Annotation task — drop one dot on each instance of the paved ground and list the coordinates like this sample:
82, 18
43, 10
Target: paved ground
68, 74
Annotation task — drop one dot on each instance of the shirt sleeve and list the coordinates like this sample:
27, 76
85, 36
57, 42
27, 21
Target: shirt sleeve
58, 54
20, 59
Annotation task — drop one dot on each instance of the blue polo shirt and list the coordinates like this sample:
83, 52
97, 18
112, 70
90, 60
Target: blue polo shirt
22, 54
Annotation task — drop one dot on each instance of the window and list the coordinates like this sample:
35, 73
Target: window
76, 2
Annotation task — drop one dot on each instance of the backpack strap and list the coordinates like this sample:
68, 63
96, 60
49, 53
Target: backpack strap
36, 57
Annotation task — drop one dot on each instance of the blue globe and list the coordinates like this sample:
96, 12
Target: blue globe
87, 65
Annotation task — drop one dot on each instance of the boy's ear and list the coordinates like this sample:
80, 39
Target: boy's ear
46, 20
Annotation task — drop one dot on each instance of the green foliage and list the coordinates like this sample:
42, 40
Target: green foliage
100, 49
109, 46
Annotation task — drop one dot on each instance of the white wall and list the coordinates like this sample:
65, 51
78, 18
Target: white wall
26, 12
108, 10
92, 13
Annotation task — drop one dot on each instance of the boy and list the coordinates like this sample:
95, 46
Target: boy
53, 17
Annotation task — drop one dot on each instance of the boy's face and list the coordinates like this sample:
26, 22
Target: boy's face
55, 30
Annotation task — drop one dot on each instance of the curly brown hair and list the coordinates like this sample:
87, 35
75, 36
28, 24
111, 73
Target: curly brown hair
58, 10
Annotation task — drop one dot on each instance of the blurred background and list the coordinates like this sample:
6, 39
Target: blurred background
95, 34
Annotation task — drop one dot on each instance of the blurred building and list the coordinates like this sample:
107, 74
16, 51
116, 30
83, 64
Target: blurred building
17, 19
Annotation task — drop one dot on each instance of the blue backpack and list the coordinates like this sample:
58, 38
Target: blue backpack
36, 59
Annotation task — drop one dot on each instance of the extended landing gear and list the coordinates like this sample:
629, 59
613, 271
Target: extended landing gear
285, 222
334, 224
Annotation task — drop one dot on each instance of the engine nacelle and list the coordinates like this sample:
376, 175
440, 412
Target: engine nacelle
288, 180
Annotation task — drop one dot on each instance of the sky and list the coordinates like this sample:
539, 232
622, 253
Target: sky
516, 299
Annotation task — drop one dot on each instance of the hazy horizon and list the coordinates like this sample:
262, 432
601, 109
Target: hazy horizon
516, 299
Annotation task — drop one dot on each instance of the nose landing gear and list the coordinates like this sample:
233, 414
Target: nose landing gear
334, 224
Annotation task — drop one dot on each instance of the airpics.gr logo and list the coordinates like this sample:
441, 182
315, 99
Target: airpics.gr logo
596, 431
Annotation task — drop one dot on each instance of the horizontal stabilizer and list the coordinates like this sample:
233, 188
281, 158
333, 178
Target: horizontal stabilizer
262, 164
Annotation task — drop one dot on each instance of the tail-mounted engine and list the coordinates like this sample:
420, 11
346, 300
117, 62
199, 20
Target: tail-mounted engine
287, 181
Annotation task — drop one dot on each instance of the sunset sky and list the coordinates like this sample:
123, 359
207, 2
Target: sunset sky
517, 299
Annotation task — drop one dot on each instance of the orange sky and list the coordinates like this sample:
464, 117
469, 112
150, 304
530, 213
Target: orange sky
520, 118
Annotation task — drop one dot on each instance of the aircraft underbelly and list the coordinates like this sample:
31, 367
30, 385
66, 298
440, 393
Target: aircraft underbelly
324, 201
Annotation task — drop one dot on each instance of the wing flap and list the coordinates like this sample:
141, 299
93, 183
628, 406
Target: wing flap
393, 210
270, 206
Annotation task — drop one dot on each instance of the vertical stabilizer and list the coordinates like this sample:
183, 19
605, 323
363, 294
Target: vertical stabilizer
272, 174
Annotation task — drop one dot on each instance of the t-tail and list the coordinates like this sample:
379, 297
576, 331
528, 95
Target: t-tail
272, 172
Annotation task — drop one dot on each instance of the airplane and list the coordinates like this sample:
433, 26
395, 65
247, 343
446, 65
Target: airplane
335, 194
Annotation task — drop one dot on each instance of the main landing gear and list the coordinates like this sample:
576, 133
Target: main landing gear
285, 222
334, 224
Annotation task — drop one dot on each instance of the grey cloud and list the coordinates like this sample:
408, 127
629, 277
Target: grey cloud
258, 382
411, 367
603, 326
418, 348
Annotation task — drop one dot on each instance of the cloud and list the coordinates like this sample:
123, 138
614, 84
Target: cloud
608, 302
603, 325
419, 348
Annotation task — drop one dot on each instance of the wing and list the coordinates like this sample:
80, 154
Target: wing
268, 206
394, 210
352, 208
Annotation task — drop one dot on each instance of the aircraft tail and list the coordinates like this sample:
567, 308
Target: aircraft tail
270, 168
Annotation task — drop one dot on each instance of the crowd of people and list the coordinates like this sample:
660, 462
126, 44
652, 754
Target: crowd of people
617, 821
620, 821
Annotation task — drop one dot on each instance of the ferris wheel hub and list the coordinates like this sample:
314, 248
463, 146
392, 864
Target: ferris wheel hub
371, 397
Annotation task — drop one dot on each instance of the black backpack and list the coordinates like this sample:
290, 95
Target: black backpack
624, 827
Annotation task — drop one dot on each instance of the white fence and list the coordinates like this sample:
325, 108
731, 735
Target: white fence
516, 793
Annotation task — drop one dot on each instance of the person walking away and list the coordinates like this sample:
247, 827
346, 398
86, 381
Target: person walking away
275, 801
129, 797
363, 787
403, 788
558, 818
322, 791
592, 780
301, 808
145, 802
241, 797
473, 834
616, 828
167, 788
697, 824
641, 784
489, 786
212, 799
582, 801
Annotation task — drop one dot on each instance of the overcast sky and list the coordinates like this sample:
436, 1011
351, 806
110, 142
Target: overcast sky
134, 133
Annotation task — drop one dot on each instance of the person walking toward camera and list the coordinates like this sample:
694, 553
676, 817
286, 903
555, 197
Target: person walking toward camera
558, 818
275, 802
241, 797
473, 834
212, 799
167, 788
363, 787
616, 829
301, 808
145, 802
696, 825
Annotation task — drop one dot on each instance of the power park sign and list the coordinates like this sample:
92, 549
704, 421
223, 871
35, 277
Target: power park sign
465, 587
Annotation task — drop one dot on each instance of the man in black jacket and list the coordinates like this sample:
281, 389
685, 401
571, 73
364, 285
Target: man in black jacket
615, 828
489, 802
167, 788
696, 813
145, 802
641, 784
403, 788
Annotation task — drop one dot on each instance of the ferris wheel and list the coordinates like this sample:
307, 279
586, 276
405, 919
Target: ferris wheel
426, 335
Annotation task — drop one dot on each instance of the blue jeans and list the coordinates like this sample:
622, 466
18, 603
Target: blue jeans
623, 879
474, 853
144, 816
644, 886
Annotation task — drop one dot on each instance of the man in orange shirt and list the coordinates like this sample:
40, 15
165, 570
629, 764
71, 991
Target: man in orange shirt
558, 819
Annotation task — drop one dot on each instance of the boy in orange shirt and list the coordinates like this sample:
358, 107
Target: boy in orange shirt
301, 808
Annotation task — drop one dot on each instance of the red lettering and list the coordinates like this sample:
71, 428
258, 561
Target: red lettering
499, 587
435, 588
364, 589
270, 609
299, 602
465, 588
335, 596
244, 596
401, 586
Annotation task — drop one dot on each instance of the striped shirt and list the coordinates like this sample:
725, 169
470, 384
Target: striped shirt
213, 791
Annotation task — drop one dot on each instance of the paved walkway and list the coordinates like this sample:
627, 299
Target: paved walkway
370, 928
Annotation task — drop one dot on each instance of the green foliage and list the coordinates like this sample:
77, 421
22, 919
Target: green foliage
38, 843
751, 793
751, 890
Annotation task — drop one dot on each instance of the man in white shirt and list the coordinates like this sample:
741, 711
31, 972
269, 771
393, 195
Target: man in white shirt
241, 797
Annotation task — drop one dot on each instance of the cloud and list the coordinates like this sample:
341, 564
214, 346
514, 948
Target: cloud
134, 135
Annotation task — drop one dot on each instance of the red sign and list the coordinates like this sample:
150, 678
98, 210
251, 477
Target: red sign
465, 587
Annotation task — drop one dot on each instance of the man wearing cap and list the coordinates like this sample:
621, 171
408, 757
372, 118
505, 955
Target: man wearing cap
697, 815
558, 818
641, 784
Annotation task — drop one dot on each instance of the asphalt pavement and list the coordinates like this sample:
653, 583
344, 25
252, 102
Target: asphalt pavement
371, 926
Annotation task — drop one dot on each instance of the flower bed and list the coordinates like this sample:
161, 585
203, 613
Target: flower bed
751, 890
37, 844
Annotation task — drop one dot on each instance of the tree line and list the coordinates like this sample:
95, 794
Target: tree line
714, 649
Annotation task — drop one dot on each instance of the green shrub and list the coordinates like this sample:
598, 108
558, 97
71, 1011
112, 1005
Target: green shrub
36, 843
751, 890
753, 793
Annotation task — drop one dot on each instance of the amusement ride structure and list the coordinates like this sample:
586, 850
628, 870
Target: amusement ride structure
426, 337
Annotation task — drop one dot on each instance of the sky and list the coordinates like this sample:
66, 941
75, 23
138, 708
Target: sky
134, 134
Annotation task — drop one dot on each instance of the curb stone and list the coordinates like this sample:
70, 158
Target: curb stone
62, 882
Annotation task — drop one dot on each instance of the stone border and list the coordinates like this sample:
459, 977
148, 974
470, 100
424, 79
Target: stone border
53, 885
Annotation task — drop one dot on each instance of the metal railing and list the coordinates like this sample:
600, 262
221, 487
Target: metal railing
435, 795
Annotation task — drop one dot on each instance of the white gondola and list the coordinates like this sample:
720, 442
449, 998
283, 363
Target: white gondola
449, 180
===
# GIVEN REQUEST
Return the line that contains "the green shrub" along with every line after it through the end of the entries, exactly, adding nothing.

# SOLUTION FOR THIS PROBLEM
Annotation task — drop one dot on each instance of the green shrub and list the coordinates like this sample:
598, 108
558, 97
71, 1011
112, 1005
Target: green shrub
36, 843
751, 890
753, 793
Annotation task — drop one dot on each instance of the amusement ride structure and list the coordinates like this sample:
586, 850
628, 870
Target: amusement ride structure
426, 337
Annotation task — drop one dot on each instance of the sky and list the coordinates like this sample:
66, 941
75, 23
138, 708
Target: sky
134, 134
Annotation task — drop one dot on each instance of the curb stone and list the coordinates like this sample:
70, 158
Target: curb stone
62, 882
Annotation task — drop one dot on each instance of the stone border and list the coordinates like this sample:
459, 977
148, 974
470, 100
424, 79
Target: stone border
53, 885
Annotation task — drop one dot on each instance of the metal railing and list the coordinates like this sample:
600, 262
221, 487
Target: metal railing
435, 795
Annotation task — drop one dot on each instance of the white gondola and list the coordinates like this sample:
720, 442
449, 998
283, 363
Target: white gondola
449, 180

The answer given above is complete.